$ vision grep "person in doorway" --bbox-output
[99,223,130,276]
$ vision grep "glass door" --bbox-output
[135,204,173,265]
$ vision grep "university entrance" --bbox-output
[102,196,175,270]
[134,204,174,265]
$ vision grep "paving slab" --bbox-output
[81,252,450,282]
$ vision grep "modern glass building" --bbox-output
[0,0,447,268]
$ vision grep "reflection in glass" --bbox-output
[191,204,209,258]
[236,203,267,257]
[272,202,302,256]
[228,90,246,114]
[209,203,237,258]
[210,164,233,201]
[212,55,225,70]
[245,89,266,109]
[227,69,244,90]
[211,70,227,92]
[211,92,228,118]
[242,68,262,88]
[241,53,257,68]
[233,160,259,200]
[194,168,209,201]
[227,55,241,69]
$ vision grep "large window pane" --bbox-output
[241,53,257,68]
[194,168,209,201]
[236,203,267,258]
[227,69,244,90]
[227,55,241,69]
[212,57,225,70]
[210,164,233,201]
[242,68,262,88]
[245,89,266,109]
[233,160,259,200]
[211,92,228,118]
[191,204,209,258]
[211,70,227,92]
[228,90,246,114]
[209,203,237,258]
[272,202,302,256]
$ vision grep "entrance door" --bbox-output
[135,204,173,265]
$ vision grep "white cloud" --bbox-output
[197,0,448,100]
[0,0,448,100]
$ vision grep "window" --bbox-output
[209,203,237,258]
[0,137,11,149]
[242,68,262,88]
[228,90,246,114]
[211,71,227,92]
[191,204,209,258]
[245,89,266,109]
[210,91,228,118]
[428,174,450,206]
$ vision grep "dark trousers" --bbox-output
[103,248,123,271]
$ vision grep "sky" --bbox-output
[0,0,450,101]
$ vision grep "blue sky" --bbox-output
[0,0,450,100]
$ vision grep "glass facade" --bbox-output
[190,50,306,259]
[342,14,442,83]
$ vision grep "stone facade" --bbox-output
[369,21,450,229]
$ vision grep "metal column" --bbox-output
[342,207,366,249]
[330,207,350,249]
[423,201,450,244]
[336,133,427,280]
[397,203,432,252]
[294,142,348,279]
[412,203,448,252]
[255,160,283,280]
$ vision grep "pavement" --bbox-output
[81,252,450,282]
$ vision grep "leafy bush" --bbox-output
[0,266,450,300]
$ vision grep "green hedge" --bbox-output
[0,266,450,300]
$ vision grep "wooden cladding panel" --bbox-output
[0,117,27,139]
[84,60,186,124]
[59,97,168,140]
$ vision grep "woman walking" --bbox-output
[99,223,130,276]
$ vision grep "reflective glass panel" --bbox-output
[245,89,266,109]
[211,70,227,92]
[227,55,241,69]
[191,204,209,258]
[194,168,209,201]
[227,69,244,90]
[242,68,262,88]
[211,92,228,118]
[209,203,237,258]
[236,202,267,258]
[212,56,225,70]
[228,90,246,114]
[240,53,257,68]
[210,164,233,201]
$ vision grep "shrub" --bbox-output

---

> INSTRUCTION
Please pick out every line in the listing above that contains the string "glass", treating uppercase and lowercase as different.

> CORRECT RESULT
$ vision grep "glass door" --bbox-output
$ vision grep "modern glass building" --bbox-output
$ vision grep "reflection in glass" --bbox-output
$ vision grep "glass facade" --bbox-output
$ vision grep "reflective glass panel" --bbox-output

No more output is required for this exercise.